### TASK STATEMENT
Rewrite the rows below from the line containing "river water, one" through the last row, requests included. Shift every x and y coordinate in the answer points up by 34, and leave the sample points in the requests unchanged.

== EXCERPTED DATA ==

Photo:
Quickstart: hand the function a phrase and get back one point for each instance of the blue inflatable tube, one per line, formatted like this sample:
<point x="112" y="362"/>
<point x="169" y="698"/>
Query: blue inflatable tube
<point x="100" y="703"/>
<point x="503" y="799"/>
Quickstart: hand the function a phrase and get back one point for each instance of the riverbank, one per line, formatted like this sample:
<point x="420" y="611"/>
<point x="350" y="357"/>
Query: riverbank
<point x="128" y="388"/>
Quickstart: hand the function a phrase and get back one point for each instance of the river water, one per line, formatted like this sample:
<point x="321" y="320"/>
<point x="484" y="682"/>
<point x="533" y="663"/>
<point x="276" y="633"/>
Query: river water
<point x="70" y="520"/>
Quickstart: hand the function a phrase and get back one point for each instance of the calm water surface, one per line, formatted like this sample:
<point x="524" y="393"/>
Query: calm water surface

===

### SOLUTION TO THE EXERCISE
Quickstart: hand the function a phrase and get back one point for each instance of the river water, one per line, formatted like this sample:
<point x="321" y="320"/>
<point x="484" y="682"/>
<point x="533" y="663"/>
<point x="276" y="633"/>
Query: river water
<point x="104" y="554"/>
Quickstart: hand the function a phrase and get back one point for each instance of the calm water surface, one per line, formatted like this sample:
<point x="524" y="393"/>
Query: calm water surface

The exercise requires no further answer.